What is being asked ->
A faithful copy of all the data below, please; leave no line out.

Data shown ->
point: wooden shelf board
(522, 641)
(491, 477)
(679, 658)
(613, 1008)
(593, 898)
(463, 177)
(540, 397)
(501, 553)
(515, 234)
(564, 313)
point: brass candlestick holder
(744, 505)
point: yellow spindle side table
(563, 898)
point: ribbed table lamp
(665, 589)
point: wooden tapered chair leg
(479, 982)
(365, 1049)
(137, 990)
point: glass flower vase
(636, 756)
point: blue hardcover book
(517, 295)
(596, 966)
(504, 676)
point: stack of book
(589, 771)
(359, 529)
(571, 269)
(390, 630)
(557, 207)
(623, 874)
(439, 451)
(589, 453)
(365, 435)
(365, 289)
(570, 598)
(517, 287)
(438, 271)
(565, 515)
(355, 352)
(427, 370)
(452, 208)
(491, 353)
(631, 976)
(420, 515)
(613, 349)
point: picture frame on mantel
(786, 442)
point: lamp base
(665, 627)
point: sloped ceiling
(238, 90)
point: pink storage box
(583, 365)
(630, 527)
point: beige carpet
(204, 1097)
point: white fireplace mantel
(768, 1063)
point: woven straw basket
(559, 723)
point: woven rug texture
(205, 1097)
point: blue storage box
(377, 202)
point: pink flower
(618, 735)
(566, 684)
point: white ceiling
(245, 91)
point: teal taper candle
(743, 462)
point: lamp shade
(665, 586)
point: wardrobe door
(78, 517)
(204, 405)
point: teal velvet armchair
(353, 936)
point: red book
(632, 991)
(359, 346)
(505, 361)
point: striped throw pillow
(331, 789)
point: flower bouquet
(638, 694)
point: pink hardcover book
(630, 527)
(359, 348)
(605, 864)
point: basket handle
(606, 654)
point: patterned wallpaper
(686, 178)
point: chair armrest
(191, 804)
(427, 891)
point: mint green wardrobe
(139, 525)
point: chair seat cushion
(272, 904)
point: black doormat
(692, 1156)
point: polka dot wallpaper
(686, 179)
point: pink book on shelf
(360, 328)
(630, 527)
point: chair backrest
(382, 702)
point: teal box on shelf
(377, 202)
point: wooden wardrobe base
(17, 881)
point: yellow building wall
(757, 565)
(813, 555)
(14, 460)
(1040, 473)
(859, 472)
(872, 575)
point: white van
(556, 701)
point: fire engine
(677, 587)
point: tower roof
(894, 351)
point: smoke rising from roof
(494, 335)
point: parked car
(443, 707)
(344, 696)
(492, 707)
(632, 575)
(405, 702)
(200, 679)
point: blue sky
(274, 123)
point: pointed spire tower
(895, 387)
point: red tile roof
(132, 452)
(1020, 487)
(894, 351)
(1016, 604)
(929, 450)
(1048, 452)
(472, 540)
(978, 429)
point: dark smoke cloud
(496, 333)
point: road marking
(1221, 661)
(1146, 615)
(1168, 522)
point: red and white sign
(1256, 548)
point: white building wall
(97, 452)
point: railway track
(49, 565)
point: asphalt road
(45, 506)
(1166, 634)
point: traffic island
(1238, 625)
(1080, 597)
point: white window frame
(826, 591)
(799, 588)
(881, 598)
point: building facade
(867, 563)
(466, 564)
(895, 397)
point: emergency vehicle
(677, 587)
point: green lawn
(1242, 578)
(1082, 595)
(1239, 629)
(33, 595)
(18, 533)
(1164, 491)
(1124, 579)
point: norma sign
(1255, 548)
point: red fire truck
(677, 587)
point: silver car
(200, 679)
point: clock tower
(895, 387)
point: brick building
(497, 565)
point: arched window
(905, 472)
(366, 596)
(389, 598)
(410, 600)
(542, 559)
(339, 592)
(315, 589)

Task result ->
point: wooden shelf board
(522, 641)
(491, 477)
(679, 658)
(613, 1008)
(593, 898)
(463, 177)
(540, 397)
(501, 553)
(515, 234)
(564, 313)
point: brass candlestick holder
(744, 505)
point: yellow spindle side table
(563, 898)
point: ribbed table lamp
(665, 589)
point: wooden tapered chair leg
(479, 982)
(365, 1049)
(137, 990)
point: glass flower vase
(636, 756)
point: blue hardcover book
(517, 295)
(596, 966)
(504, 676)
point: stack of book
(589, 771)
(359, 529)
(571, 269)
(390, 630)
(557, 207)
(623, 874)
(439, 451)
(589, 453)
(365, 435)
(365, 289)
(570, 598)
(517, 287)
(438, 271)
(565, 515)
(355, 352)
(427, 370)
(452, 208)
(491, 353)
(631, 976)
(420, 515)
(613, 349)
point: picture frame on mantel
(786, 442)
point: lamp base
(665, 627)
point: sloped ceiling
(238, 90)
point: pink storage box
(583, 365)
(630, 527)
point: beige carpet
(204, 1097)
point: white fireplace mantel
(768, 1063)
point: woven straw basket
(559, 723)
point: woven rug texture
(205, 1097)
point: blue storage box
(377, 202)
point: pink flower
(618, 735)
(566, 684)
point: white ceiling
(245, 91)
point: teal taper candle
(743, 462)
point: lamp shade
(665, 586)
point: wardrobe door
(78, 517)
(204, 405)
point: teal velvet armchair
(353, 936)
point: red book
(632, 991)
(359, 346)
(505, 361)
point: striped throw pillow
(331, 789)
point: flower bouquet
(638, 694)
point: pink hardcover book
(630, 527)
(359, 348)
(605, 864)
point: basket handle
(606, 654)
point: patterned wallpaper
(686, 178)
point: chair armrest
(191, 804)
(427, 891)
point: mint green wardrobe
(139, 525)
point: chair seat cushion
(272, 904)
point: black doormat
(692, 1156)
point: polka dot wallpaper
(686, 179)
point: pink book on shelf
(360, 328)
(630, 527)
point: chair backrest
(382, 702)
point: teal box on shelf
(377, 202)
point: wooden wardrobe base
(17, 881)
point: yellow building wall
(757, 565)
(813, 555)
(14, 460)
(1040, 473)
(859, 472)
(872, 575)
point: white van
(556, 701)
point: fire engine
(677, 587)
point: tower roof
(894, 351)
point: smoke rising from roof
(494, 335)
point: parked car
(443, 707)
(344, 696)
(492, 707)
(632, 575)
(405, 702)
(200, 679)
point: blue sky
(274, 123)
point: pointed spire tower
(895, 387)
point: red tile roof
(132, 452)
(1020, 487)
(894, 351)
(1016, 604)
(929, 450)
(1048, 452)
(472, 540)
(978, 429)
point: dark smoke cloud
(496, 333)
point: road marking
(1221, 661)
(1146, 615)
(1168, 522)
point: red and white sign
(1256, 548)
point: white building wall
(97, 452)
point: railway track
(49, 565)
point: asphalt road
(45, 506)
(1166, 634)
point: traffic island
(1238, 625)
(1080, 597)
point: white window frame
(826, 591)
(799, 588)
(881, 598)
point: building facade
(867, 563)
(466, 564)
(895, 397)
point: emergency vehicle
(677, 587)
point: green lawn
(1242, 578)
(1082, 595)
(1239, 629)
(33, 595)
(18, 533)
(1164, 491)
(1124, 579)
point: norma sign
(1255, 548)
point: red fire truck
(677, 587)
point: silver car
(200, 679)
point: clock tower
(895, 387)
point: brick building
(497, 565)
point: arched window
(905, 472)
(366, 596)
(389, 598)
(410, 600)
(542, 559)
(339, 592)
(315, 589)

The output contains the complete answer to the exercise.